* WHAT YOU SHOULD DO *
In the entries below, the lines from the one with "column 2, row 5" through the one with "column 47, row 10" are to be copied exactly; both ends count.

◆ ◆ ◆ ◆ ◆

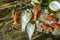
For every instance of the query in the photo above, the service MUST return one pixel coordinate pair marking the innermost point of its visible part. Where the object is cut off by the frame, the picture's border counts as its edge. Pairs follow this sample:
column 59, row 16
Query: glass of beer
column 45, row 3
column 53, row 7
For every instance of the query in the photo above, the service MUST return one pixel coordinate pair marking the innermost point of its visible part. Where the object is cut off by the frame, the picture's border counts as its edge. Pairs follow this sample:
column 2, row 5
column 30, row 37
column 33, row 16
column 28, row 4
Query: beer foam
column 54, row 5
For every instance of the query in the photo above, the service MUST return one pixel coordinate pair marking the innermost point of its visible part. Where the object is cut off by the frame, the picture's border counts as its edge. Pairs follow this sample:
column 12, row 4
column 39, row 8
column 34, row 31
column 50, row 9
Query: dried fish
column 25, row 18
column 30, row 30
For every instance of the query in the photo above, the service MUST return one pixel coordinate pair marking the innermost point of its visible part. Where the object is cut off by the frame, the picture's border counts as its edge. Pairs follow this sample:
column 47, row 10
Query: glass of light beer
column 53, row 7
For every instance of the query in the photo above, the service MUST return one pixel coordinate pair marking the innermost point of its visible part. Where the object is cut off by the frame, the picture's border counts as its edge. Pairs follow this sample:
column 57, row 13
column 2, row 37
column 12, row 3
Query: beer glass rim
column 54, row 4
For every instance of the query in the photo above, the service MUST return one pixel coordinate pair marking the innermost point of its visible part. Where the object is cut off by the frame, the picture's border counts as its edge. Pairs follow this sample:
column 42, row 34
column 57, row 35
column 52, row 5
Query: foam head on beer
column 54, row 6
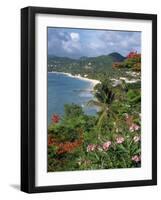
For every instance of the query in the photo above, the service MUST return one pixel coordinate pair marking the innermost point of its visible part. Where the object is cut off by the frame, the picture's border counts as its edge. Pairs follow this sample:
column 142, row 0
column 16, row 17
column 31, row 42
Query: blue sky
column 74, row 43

◆ ◆ ◆ ◆ ◆

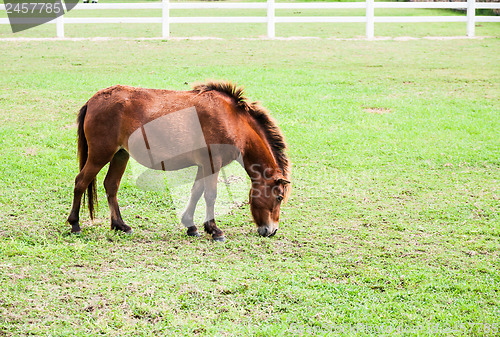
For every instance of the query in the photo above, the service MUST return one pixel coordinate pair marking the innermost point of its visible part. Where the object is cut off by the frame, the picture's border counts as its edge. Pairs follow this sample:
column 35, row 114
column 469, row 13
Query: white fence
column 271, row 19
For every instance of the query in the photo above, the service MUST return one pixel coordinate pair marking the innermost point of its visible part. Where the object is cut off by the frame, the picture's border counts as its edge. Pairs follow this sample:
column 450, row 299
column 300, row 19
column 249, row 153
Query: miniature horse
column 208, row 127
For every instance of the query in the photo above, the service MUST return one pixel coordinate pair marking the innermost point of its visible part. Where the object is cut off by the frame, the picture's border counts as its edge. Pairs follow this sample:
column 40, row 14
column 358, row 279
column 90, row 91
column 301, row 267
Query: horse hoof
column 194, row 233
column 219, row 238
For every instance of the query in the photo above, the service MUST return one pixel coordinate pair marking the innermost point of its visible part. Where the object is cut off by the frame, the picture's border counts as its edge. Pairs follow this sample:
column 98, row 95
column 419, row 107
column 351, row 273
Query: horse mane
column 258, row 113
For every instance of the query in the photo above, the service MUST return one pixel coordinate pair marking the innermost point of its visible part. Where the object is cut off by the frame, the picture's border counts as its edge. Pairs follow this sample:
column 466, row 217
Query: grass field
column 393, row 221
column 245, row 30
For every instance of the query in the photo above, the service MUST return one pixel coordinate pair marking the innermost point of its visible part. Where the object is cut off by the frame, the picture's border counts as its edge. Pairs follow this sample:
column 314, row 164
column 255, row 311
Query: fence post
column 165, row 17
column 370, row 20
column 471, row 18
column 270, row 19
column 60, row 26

◆ ◆ ◆ ◆ ◆

* TASK RESPONSE *
column 2, row 5
column 30, row 37
column 33, row 16
column 28, row 4
Query: beer foam
column 54, row 5
For every instance of the query in the photo above, the service MUST return one pixel coordinate pair marking the innermost point of its visible part. Where the object is cut off by the frame, the picture's border counts as its edge. Pairs follow this sample:
column 12, row 4
column 39, row 8
column 34, row 31
column 50, row 9
Query: dried fish
column 25, row 18
column 30, row 30
For every instance of the query in the photo above, the service MUST return one pixel coordinate pair marking the innermost point of its visible part. Where the object is cut off by the frame, the picture's border counts as its edge. Pairs follow this sample:
column 47, row 10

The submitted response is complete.